> Short problem:
Please gather every line in the rows below that contains the word "blue", and copy each one in full.

Segmentation data:
>>>

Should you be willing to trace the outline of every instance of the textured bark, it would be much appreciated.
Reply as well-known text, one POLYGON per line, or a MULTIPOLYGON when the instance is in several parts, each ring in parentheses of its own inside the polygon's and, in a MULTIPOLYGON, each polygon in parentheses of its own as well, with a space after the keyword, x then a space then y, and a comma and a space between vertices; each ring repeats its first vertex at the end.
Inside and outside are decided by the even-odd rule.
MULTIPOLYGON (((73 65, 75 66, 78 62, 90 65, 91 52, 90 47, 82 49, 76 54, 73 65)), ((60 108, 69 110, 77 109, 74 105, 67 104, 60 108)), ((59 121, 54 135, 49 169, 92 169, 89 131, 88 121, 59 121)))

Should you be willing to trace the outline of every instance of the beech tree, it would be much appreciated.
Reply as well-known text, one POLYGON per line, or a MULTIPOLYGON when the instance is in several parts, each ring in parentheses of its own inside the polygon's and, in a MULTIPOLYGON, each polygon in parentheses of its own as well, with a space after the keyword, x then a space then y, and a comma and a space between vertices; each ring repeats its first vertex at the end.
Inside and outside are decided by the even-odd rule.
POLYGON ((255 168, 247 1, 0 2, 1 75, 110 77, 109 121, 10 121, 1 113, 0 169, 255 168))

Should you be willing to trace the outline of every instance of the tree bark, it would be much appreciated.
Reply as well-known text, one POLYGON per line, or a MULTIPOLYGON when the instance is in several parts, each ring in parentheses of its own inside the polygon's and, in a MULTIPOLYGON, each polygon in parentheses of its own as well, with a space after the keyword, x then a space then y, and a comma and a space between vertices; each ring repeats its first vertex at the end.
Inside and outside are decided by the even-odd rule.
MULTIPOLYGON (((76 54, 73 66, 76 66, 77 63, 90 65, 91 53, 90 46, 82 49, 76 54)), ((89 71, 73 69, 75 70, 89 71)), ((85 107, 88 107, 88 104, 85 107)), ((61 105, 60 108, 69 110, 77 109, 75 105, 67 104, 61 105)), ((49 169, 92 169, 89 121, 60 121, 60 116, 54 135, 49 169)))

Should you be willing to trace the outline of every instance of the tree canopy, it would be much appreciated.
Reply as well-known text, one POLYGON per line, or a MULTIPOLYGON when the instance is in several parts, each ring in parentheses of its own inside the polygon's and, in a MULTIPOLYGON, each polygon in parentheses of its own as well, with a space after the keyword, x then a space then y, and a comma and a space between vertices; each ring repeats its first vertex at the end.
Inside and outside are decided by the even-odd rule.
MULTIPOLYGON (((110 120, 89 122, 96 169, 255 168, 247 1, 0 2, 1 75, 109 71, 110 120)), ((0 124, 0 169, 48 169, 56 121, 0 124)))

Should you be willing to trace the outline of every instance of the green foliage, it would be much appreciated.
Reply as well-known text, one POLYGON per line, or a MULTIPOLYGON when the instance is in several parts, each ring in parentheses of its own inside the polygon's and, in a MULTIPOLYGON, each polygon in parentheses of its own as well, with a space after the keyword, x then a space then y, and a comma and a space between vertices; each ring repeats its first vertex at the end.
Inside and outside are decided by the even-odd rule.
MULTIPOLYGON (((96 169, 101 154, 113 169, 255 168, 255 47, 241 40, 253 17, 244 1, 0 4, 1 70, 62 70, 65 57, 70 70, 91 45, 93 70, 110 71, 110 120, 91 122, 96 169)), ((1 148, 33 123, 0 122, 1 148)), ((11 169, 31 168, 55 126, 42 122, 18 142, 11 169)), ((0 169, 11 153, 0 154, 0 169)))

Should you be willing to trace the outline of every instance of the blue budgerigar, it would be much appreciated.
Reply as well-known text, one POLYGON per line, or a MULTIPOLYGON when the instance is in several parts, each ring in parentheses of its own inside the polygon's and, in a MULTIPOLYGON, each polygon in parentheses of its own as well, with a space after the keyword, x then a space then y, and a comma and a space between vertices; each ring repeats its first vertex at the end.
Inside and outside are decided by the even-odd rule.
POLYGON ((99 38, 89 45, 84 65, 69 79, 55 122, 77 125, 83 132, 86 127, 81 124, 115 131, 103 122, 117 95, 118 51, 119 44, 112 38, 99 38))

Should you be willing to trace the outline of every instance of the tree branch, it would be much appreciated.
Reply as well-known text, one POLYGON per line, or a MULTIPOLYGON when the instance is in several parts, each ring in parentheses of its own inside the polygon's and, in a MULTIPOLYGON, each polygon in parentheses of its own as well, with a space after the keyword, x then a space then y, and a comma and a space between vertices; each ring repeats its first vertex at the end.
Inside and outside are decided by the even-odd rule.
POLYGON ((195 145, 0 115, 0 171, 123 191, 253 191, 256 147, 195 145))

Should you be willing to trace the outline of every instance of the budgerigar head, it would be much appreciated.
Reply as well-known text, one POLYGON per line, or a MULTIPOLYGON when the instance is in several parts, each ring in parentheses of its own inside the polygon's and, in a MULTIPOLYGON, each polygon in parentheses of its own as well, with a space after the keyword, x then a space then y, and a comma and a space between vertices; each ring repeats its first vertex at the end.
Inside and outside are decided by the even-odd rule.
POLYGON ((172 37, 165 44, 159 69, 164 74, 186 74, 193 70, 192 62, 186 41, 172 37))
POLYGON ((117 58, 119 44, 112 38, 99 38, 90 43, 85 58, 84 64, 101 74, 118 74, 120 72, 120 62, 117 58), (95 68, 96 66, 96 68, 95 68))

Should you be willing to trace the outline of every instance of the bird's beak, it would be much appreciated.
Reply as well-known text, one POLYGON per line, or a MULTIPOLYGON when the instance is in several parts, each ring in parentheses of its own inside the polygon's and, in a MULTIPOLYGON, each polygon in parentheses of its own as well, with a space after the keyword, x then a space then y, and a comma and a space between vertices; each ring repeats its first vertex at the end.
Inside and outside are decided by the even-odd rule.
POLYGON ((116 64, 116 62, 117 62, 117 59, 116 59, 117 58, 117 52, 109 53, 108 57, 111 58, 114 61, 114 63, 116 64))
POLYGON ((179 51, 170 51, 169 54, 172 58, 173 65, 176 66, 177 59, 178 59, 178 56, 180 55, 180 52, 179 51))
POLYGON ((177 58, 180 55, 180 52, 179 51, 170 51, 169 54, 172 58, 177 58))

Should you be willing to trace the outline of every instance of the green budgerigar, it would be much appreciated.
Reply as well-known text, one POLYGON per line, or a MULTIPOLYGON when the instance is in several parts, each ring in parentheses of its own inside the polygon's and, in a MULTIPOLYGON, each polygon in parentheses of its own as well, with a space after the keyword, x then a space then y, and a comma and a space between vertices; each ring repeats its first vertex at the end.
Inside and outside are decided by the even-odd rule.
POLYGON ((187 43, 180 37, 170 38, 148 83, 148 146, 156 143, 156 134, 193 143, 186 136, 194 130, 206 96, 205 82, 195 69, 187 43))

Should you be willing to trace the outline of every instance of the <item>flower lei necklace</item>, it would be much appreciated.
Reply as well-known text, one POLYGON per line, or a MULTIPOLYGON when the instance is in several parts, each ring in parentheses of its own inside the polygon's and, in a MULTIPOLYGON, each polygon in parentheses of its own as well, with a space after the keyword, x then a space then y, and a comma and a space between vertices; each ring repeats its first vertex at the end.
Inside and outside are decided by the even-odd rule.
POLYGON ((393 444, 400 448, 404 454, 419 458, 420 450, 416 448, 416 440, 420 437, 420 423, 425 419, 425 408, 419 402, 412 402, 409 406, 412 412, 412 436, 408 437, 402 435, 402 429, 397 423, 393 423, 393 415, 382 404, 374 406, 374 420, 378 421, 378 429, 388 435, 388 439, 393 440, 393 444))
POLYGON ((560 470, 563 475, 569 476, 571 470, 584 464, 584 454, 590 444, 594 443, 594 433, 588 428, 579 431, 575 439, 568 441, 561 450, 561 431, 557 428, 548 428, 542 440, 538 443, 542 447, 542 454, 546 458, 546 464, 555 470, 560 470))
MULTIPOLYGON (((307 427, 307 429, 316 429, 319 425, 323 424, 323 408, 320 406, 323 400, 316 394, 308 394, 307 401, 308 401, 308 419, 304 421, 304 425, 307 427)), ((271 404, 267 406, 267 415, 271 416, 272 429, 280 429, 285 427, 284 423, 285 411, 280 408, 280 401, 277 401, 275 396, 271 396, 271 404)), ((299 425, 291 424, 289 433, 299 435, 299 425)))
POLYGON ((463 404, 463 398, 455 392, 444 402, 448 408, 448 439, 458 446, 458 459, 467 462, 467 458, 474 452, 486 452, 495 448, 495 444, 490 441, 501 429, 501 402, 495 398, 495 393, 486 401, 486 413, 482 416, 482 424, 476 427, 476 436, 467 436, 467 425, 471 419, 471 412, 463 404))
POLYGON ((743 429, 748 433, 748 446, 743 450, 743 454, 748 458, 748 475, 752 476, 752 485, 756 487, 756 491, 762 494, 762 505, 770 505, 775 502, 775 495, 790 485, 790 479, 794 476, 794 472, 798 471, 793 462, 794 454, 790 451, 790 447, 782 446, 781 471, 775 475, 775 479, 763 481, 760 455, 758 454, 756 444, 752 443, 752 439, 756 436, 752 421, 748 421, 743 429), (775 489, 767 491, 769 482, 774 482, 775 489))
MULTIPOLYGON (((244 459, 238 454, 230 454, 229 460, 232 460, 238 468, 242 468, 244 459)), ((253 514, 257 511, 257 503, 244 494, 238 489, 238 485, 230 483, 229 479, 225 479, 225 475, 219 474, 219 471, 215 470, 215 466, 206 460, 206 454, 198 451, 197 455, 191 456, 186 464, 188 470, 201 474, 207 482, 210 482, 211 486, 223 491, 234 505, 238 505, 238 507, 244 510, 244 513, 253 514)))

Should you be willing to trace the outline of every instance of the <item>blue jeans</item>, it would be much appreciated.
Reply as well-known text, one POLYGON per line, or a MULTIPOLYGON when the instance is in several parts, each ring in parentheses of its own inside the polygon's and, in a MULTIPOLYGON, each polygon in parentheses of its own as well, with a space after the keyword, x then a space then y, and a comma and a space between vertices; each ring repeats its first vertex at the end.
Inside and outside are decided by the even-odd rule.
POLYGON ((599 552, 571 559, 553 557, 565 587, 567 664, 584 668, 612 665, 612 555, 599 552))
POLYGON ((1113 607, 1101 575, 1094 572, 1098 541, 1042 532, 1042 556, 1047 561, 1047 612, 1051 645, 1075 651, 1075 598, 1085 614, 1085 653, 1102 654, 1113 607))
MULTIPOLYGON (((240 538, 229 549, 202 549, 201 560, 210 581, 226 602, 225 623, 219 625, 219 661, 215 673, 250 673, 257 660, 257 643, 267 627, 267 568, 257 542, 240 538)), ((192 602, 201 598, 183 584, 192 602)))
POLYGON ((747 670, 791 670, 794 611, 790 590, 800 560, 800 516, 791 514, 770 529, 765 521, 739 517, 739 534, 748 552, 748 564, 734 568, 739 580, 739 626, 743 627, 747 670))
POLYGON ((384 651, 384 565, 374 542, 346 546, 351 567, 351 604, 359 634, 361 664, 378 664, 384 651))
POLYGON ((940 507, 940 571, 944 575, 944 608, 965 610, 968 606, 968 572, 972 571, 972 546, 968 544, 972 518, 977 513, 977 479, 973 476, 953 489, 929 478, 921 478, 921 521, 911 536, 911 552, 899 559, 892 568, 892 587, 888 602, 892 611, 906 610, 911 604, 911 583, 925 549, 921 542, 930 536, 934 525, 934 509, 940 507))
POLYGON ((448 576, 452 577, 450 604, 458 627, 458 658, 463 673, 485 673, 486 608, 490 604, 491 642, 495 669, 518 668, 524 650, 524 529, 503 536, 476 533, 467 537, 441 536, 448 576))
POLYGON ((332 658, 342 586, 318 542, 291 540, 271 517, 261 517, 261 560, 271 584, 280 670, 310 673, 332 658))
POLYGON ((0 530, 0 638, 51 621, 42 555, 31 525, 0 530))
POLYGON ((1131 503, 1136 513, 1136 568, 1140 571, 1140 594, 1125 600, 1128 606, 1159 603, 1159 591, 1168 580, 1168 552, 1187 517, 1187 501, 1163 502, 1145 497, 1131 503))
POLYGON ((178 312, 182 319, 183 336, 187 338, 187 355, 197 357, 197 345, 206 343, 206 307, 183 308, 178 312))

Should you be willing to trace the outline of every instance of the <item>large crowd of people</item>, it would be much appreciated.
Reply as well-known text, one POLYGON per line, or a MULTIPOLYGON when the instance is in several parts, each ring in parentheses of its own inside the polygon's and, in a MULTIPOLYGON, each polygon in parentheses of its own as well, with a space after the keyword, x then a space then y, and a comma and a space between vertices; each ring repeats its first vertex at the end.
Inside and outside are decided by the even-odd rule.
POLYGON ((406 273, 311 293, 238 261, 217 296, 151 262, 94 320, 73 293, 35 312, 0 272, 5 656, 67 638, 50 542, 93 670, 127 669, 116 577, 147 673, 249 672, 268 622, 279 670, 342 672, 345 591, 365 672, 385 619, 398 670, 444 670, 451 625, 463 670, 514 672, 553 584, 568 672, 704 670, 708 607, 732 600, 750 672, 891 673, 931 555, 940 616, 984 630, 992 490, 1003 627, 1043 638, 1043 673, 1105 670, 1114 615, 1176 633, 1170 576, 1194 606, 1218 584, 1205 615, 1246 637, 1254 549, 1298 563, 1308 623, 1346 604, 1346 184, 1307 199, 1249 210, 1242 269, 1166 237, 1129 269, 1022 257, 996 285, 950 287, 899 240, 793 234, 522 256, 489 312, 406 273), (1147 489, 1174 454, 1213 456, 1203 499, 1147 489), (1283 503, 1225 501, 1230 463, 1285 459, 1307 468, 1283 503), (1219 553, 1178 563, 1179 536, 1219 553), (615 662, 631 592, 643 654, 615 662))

<<<

> Answer to the task:
Should you be willing to trace the outline of every instance of the blue budgerigar, it would be much appreciated.
Should you be willing to trace the outline of every instance of the <item>blue jeans</item>, it would be much appreciated.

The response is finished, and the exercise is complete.